Продолжите разбор финала рассказа Чехова, начав сразу после его последнего предложения.

──────── ТЕКСТ УПРАЖНЕНИЯ

Звук рельсов метонимически отсылает к железной дороге, иначе говоря – к образам, ассоциирующимся с путешествием больного протагониста на поезде в первой половине рассказа: его бред, «металлические голоса», которые он слышит, чувство «кошмарной тоски» и отвращения, испытываемого по отношению ко всем проявлениям жизни, «тяжелая, кошмарная лень», буквально парализующая героя. В финале рассказа эта кошмарная реальность осталась в прошлом. Но так ли это? «Неприятный» звук рельсов – не просто напоминание о недавней болезни; это еще и свидетельство ее непреходящего, экзистенциального характера («недуг бытия», по формуле Баратынского).
С другой стороны, метафорически «старые рельсы» соотносятся с «обыденной скукой», к которой герой возвращается в самом последнем предложении рассказа, – состоянием, одинаково далеким и от «невыносимого кошмара» болезни, и от «бесконечного счастья и жизненной радости» выздоровления. Такое прочтение может быть поддержано контекстом творчества Чехова в целом, где возвращение к состоянию летаргической обыденности после пережитых потрясений достаточно характерно: вспомним, например, финалы таких рассказов, как «Страх» (1892), «Володя большой и Володя маленький» (1893), или «Дяди Вани» (1897).

────────────────
──────── ПРЕДОСТАВЛЕННЫЕ ЗАПИСИ

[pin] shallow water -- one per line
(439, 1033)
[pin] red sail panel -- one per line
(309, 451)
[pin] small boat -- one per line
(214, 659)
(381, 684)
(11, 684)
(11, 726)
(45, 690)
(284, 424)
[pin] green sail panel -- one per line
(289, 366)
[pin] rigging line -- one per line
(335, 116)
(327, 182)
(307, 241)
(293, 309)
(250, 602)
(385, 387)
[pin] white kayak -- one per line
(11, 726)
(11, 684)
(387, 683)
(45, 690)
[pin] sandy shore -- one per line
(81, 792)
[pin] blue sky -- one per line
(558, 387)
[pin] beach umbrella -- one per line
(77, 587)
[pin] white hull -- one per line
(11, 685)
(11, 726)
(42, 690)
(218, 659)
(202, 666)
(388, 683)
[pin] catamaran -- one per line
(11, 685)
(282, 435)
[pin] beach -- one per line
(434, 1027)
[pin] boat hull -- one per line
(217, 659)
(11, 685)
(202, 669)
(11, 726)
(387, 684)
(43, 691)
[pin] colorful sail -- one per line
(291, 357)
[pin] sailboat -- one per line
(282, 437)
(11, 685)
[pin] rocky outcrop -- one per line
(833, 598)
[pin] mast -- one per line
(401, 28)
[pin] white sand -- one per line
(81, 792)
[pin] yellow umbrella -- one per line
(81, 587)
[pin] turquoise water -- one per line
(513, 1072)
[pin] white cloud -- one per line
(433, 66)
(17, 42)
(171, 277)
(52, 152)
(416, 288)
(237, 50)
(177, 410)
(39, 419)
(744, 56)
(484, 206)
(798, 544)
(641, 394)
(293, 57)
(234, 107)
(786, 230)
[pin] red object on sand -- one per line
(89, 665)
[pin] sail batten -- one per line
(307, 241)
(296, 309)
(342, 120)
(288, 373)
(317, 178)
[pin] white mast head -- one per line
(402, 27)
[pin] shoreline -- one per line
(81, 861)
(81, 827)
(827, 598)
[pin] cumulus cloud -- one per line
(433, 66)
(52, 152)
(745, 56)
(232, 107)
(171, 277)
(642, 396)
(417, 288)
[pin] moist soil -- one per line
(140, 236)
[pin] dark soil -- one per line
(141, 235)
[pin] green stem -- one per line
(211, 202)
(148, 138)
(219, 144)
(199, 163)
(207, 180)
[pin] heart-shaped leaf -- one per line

────────────────

## ПОЛЕ ОТВЕТА
Каждую из предложенных интерпретаций можно развернуть; ни одна не должна быть исключена. Образ «старых рельсов» колеблется между прямым и переносным значениями. В рамках последнего читатель также оказывается на развилке смыслов, в динамическом состоянии промежуточности.
Подобные примеры, как будет видно из дальнейшего, у Чехова скорее норма, чем исключение. Если обобщения позволительны на столь ранней стадии анализа, то можно сказать, что Чехов создает особую языковую среду, в которой его слово реализует скрытые потенциалы и начинает колебаться между оттенками значений, прямым и переносным смыслами. Слово становится не только многослойным, но и многовекторным, ведя читателя в нескольких направлениях одновременно и обретая свойства, связываемые с поэзией.
«Слово в стихе имеет тысячу неожиданных смысловых оттенков, стих дает новое измерение слову», – сформулировал Ю. Н. Тынянов [Тынянов 1977: 169]. В сходном духе характеризует поэтическое слово Мандельштам:
Любое слово является пучком, и смысл торчит из него в разные стороны, а не устремляется в одну официальную точку. <…> Поэзия тем и отличается от автоматической речи, что будит нас и встряхивает на середине слова. Тогда оно оказывается гораздо длиннее, чем мы думали, и мы припоминаем, что говорить – значит всегда находиться в дороге [Мандельштам 1993–1999, 3: 226].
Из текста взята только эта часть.